# start of Input for this task
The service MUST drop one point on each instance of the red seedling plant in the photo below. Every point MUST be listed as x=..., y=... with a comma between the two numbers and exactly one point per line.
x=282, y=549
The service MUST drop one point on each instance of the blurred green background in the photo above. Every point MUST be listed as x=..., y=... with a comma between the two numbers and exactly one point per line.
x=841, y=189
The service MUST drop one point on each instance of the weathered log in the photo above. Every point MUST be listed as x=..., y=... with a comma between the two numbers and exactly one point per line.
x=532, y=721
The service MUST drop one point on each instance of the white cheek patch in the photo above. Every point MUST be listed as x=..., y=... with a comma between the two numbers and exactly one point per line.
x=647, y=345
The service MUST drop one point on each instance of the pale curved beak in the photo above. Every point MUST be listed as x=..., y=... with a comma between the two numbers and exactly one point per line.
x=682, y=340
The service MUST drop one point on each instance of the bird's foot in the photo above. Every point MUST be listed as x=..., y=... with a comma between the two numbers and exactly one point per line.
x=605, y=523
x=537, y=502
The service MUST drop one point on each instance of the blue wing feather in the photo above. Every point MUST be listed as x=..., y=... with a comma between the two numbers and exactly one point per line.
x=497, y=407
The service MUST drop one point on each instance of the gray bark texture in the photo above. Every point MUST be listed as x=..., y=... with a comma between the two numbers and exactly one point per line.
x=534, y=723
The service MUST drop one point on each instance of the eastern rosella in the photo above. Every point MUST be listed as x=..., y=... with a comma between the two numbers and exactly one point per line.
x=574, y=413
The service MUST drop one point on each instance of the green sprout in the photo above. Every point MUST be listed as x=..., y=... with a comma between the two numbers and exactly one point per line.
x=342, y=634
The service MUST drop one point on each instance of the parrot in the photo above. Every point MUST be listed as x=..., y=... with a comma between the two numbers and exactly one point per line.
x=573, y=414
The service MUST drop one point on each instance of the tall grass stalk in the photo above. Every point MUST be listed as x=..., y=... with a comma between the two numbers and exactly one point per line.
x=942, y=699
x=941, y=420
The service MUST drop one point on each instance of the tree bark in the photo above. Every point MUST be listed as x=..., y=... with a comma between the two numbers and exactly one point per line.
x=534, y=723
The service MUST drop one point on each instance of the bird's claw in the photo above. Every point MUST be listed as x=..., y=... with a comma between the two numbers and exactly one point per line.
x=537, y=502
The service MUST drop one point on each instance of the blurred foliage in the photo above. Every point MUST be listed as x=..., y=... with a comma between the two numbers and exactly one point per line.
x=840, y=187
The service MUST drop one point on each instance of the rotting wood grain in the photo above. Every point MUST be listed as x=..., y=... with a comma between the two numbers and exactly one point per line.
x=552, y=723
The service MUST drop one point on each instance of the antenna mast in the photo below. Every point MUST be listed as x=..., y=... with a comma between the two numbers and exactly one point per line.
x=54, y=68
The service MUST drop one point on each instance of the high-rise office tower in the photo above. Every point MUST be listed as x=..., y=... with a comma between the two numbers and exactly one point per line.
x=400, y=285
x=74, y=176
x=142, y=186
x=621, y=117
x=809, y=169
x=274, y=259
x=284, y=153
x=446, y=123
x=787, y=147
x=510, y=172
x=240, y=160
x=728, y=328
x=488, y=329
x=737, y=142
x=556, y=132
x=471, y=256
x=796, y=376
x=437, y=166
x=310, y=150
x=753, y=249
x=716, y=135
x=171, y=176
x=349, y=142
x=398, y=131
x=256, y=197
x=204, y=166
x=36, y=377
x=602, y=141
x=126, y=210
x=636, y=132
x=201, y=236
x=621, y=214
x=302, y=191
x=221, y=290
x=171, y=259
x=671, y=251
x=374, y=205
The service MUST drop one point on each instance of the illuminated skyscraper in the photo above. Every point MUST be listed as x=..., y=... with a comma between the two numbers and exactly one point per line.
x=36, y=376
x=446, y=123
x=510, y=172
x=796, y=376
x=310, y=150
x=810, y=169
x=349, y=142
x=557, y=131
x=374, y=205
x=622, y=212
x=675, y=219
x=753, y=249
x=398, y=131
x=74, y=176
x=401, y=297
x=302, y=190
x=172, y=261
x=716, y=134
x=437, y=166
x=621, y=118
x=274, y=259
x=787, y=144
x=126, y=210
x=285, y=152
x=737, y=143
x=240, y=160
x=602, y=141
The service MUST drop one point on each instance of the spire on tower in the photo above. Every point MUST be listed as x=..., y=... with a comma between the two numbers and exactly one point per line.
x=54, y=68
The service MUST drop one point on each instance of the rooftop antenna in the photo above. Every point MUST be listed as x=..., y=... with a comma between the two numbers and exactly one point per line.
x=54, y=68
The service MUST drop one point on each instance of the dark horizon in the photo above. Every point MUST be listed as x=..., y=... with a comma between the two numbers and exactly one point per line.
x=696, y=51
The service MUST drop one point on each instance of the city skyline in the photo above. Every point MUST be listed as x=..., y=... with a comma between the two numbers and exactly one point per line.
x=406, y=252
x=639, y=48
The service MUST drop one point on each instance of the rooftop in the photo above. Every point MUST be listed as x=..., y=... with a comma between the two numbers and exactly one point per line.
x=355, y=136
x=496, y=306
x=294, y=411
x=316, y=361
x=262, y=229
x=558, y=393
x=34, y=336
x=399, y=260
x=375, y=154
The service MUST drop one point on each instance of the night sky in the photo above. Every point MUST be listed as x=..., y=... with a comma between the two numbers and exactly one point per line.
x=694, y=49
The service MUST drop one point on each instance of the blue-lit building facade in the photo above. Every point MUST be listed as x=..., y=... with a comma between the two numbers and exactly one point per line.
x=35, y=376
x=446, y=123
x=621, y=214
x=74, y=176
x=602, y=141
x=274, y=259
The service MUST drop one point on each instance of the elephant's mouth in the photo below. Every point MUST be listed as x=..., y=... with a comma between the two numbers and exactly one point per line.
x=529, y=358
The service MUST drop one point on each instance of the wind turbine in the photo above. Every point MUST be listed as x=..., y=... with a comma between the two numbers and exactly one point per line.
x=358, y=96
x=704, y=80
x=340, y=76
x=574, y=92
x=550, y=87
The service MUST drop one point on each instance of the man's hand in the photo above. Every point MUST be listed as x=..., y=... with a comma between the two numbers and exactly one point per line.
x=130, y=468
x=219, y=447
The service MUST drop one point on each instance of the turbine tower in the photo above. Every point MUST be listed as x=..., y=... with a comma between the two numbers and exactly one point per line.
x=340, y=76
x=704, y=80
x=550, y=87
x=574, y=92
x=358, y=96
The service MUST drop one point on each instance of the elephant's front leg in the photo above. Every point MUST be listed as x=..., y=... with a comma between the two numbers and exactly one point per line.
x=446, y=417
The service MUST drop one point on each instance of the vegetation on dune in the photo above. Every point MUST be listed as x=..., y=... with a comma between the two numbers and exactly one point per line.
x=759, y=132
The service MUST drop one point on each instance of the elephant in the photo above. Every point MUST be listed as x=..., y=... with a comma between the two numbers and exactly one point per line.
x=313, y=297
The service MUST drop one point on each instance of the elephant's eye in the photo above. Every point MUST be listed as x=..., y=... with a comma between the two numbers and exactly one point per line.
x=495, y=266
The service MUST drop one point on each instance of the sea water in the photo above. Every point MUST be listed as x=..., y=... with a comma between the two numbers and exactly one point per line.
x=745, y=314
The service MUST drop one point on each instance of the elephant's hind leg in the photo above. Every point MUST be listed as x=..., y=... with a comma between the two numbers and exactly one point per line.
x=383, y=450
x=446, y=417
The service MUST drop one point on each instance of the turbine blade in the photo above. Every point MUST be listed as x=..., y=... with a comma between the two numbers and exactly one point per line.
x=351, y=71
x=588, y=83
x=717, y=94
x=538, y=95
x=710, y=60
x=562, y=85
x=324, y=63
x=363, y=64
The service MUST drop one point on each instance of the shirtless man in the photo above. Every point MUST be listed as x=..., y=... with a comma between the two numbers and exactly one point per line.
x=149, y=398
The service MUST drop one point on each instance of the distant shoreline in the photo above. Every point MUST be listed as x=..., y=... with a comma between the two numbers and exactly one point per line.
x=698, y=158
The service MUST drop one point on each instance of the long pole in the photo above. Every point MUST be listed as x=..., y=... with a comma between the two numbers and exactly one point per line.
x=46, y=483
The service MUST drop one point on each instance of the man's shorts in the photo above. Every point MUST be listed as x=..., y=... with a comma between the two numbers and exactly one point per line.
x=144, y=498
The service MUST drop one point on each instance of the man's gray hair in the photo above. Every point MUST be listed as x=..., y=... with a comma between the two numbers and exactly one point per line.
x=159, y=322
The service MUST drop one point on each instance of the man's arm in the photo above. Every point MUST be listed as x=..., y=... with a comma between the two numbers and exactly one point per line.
# end of Input for this task
- **What you need to do**: Reproduce the lines from the one containing "the turbine blade" to the end of the entries, keeping both ends and adding nothing.

- **Solution to the exercise**:
The service MUST drop one point on each instance of the turbine blade in the photo above. Every point MUST be listed as x=..., y=... with a comma between the two numbers and exactly one point per line.
x=351, y=71
x=588, y=83
x=717, y=94
x=538, y=95
x=710, y=60
x=562, y=85
x=324, y=63
x=363, y=64
The service MUST drop one point on each instance of the shirtless man in the photo above. Every point MUST be listed as x=..., y=... with a comma between the two numbers and exactly one point per line.
x=149, y=398
The service MUST drop one point on each instance of the distant shoreline in the photo above. Every point MUST be listed as x=..., y=... with a comma between the two numbers and exactly one point per line.
x=698, y=158
The service MUST drop one point on each instance of the long pole in the photo above. Every point MUST be listed as x=..., y=... with a comma between the two numbers and exactly one point per line.
x=46, y=483
The service MUST drop one point on each instance of the man's shorts in the photo above. Every point MUST be listed as x=..., y=... with a comma between the two numbers and exactly one point per line.
x=144, y=498
The service MUST drop one point on each instance of the man's gray hair in the photo above. Every point MUST be listed as x=..., y=... with a comma between the two numbers and exactly one point per line.
x=159, y=322
The service MUST drop one point on each instance of the man's arm in the photo above. Every point MUST be listed as x=..., y=... with a comma between the two numbers and exactly one point per line.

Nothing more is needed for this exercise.